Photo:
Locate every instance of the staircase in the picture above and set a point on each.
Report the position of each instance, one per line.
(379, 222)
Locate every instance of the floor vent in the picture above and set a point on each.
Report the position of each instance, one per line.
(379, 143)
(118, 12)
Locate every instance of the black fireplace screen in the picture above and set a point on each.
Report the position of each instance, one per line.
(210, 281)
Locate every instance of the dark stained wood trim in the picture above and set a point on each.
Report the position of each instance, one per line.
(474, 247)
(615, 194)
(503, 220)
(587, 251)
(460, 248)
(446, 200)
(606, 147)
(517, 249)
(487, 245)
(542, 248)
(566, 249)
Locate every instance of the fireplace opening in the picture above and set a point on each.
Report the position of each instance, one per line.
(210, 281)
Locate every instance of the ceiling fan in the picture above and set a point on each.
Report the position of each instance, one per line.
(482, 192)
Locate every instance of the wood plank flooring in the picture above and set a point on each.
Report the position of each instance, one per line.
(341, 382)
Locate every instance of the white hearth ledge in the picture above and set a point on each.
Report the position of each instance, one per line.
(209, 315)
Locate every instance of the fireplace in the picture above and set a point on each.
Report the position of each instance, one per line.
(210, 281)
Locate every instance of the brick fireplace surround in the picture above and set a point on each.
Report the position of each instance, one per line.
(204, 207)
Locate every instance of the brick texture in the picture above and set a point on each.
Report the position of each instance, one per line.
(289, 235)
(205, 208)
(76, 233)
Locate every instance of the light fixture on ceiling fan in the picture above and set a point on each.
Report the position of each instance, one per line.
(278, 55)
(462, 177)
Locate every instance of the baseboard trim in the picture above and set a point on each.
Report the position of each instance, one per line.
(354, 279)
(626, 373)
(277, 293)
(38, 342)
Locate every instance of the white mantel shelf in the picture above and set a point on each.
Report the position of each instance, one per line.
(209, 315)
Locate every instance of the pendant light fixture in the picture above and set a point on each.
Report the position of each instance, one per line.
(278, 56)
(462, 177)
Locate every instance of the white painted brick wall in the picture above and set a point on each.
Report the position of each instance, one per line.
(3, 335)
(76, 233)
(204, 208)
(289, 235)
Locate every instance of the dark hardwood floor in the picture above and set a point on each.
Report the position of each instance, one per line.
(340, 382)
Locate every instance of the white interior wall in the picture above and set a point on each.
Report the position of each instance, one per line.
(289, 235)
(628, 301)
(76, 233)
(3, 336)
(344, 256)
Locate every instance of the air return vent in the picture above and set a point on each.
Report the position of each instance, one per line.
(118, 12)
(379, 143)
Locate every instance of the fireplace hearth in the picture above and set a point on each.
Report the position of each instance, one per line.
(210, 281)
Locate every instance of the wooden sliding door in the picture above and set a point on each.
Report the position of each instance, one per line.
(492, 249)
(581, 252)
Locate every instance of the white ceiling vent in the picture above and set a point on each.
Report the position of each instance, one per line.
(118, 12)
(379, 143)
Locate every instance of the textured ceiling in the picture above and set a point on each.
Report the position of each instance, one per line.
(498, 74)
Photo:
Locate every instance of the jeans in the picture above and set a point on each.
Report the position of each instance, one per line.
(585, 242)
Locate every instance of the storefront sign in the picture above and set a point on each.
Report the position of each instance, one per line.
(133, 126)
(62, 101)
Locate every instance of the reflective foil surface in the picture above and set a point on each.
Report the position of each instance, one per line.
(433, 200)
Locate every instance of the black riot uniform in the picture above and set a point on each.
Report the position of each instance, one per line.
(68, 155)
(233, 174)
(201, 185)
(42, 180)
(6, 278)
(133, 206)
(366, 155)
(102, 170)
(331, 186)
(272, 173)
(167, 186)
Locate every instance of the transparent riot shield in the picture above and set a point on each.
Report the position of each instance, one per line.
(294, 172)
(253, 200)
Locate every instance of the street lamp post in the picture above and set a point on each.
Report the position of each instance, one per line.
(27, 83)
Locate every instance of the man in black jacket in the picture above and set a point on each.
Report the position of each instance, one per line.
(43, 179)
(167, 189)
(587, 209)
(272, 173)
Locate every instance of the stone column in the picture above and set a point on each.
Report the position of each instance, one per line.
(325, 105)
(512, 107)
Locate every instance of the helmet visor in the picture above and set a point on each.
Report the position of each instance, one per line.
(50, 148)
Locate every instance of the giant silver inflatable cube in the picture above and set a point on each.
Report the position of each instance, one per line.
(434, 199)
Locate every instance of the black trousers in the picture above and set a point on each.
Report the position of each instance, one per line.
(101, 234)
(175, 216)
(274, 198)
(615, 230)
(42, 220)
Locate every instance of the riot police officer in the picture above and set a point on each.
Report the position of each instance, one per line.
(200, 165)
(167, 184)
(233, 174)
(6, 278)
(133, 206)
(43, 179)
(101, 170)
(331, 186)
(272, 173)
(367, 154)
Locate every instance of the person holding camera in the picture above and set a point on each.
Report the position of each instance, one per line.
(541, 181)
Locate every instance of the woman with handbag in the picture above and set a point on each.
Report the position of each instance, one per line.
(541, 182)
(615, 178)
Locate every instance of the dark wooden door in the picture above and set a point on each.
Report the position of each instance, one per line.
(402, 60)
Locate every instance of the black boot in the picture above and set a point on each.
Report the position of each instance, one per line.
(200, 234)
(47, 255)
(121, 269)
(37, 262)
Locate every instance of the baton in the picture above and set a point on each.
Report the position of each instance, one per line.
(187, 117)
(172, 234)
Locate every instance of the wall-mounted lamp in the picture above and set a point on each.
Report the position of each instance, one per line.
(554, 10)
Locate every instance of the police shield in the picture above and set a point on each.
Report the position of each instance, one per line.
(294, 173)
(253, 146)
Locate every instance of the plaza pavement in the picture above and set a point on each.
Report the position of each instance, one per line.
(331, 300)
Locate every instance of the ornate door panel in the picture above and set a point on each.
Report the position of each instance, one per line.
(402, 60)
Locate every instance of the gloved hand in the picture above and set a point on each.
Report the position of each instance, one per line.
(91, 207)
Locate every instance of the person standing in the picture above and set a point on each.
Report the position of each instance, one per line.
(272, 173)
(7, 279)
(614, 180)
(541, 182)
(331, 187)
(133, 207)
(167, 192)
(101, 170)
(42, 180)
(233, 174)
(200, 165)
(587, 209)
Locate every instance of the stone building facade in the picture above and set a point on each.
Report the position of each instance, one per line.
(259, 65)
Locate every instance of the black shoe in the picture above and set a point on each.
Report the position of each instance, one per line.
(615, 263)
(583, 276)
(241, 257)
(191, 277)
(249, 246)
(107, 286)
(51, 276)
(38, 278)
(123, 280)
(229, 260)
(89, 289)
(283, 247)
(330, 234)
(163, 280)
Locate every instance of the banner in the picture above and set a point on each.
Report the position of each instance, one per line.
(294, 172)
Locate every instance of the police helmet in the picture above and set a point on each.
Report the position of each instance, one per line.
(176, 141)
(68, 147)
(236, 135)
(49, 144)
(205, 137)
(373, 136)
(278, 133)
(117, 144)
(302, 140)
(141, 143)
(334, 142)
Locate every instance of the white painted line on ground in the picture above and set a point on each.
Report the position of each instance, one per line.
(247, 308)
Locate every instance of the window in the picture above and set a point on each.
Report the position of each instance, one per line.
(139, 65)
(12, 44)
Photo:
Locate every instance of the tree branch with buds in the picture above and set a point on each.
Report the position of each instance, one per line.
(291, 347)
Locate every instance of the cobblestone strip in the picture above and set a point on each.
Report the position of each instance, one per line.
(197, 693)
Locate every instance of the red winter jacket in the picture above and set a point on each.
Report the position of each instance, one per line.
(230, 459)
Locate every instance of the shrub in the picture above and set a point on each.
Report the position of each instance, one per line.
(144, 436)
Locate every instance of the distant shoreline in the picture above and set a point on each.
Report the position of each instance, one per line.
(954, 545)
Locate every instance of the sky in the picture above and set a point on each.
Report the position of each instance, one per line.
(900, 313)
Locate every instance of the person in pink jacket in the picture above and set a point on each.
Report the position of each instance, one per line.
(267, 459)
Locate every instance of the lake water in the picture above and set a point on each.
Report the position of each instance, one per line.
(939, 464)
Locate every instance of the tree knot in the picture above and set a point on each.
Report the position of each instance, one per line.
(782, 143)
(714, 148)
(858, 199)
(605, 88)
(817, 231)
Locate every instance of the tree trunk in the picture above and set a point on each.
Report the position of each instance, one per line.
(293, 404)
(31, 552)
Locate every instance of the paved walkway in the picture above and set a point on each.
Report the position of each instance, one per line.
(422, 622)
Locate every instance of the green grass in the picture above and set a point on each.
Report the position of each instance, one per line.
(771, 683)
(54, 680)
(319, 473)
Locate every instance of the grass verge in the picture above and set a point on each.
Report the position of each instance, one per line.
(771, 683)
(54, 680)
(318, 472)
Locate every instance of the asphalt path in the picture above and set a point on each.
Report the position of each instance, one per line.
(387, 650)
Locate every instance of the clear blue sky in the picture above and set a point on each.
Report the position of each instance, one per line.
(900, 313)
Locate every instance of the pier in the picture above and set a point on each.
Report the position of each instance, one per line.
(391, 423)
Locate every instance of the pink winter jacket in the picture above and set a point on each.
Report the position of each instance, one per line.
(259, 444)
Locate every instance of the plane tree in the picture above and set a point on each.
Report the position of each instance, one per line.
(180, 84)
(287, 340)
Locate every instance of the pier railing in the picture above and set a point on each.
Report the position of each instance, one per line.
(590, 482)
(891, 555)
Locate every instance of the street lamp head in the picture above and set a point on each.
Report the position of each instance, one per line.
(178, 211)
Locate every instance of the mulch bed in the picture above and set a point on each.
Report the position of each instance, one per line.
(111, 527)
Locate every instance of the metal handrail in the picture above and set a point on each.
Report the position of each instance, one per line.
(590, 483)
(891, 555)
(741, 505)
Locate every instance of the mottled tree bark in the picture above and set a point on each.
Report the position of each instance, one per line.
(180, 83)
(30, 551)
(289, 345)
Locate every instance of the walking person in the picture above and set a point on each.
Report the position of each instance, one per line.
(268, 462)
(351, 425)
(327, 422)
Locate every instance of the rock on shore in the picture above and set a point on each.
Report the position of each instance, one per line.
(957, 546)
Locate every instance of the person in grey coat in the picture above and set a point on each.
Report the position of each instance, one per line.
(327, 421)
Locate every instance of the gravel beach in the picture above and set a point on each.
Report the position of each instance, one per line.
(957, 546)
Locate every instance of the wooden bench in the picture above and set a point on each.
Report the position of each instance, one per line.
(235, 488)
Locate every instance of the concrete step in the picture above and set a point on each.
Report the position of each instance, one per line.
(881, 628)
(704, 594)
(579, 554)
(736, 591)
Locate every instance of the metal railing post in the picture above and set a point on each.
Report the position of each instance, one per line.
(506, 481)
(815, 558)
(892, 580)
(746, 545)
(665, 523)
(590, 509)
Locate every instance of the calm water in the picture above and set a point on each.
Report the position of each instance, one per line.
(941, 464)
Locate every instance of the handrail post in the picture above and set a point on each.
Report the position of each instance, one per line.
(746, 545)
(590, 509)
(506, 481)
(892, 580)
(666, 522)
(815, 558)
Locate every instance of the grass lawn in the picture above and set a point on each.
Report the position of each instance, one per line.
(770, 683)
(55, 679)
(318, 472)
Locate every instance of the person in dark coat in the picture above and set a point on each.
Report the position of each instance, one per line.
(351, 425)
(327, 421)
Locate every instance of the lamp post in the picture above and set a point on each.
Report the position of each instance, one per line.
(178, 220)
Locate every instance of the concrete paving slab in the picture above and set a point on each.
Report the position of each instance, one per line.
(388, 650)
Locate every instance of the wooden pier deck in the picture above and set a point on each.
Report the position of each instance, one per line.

※ ※ ※

Reproduce the records above, starting at the line that contains "Locate every instance of the concrete paving" and ending at the last line, with "wooden pier deck" swapped for "wooden boardwalk" and nothing else altered.

• _Reply_:
Locate every instance of the concrete paving slab in the picture above and set a point on each.
Report the position of each instance, one per line.
(388, 650)
Locate every instance of the wooden boardwalk in the picture above and set a point on each.
Report the position of each instance, one per line.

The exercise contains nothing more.